WORK TO COMPLETE: Quote the entries that follow exactly, leaving none out.

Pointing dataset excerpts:
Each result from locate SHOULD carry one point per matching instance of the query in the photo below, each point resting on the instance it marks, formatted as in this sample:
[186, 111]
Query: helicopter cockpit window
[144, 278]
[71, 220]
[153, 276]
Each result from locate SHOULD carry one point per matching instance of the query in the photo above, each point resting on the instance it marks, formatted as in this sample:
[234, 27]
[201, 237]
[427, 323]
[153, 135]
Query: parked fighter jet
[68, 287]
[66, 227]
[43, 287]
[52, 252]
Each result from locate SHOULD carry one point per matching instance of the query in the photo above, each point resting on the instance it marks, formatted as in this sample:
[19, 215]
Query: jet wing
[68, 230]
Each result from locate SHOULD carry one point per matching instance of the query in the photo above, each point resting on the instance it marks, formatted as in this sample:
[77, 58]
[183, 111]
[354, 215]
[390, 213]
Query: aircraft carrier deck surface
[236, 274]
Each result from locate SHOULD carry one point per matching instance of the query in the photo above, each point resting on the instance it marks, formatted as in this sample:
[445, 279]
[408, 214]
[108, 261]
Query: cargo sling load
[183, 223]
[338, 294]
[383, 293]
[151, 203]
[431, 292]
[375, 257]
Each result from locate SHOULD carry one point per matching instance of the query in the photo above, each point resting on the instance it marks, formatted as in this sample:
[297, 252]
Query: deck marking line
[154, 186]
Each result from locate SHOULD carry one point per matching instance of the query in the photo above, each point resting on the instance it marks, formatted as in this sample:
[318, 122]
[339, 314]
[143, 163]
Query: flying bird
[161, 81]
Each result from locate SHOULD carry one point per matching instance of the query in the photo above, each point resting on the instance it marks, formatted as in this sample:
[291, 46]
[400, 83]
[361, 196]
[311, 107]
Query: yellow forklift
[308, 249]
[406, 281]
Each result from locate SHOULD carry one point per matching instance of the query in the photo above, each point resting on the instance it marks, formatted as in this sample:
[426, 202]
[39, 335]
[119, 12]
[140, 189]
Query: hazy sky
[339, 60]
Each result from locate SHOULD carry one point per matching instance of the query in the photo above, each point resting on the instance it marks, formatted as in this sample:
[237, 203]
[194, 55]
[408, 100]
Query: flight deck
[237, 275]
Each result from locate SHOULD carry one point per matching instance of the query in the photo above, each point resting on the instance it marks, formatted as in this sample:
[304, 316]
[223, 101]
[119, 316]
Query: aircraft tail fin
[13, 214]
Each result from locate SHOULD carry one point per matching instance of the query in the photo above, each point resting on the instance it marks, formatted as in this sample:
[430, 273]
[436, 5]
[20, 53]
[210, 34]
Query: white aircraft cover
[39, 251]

FINAL ANSWER:
Each result from locate SHOULD carry one point per matching instance of the query in the photo below, each point resting on the instance it marks, formatted as in this sample:
[186, 111]
Query: helicopter cockpit window
[144, 278]
[71, 220]
[153, 276]
Each result from locate SHOULD carry one point per matching instance of the query in the photo above, each point resting on the instance it marks, formatted as in this sample:
[234, 27]
[201, 237]
[427, 323]
[153, 135]
Query: parked fighter jet
[68, 287]
[66, 227]
[43, 287]
[52, 252]
Each result from locate SHOULD carry one point per matching instance of the query in the photo above, each point resting on the instance it marks, formatted as in this sample:
[19, 215]
Query: jet wing
[68, 230]
Each result from locate SHOULD carry one point per matching instance of the query in the photo above, each point resting on the instance it marks, formatted as in this sample:
[77, 58]
[183, 111]
[354, 215]
[390, 213]
Query: aircraft carrier deck surface
[236, 274]
Each result from locate SHOULD carry one point per matching instance of the query in the photo above, each point resting on the instance it marks, formatted as in this sample:
[445, 279]
[408, 214]
[108, 261]
Query: cargo sling load
[183, 223]
[338, 294]
[383, 293]
[151, 203]
[431, 292]
[375, 257]
Each result from locate SHOULD carry one point per matching instance of the query in the photo above, each point resting on the instance it marks, formatted as in this sample:
[297, 252]
Query: deck marking line
[154, 186]
Each result from locate SHOULD carry one point per matching instance of the query in the photo above, each point resting on the instance it marks, formatted as in this sample:
[318, 122]
[339, 314]
[143, 163]
Query: flying bird
[161, 81]
Each result from locate SHOULD carry one point per matching instance of the query in the photo above, each point resting on the instance it marks, formatted as in this sample:
[291, 46]
[400, 83]
[361, 196]
[311, 107]
Query: yellow forklift
[308, 249]
[406, 281]
Each result from locate SHOULD carry one point per matching instance of the query in the photo above, each point resting on the instance it marks, formatted as in this sample:
[426, 202]
[39, 335]
[119, 12]
[140, 189]
Query: hazy sky
[339, 60]
Each result from locate SHOULD carry one point per matching instance of the query in the photo above, each point resting on the instance it marks, formatted as in this sample:
[237, 203]
[194, 55]
[408, 100]
Query: flight deck
[237, 275]
Each result from locate SHOULD carry one point per matching instance of the query in the photo above, each point resting on the instance it marks, formatted as in this sample:
[304, 316]
[223, 101]
[119, 316]
Query: aircraft tail fin
[13, 214]
Each result from locate SHOULD carry one point per matching instance of the query in the photo above, each point resting on the instance it marks, formatted as in this sample:
[430, 273]
[436, 5]
[20, 53]
[210, 34]
Query: white aircraft cover
[39, 251]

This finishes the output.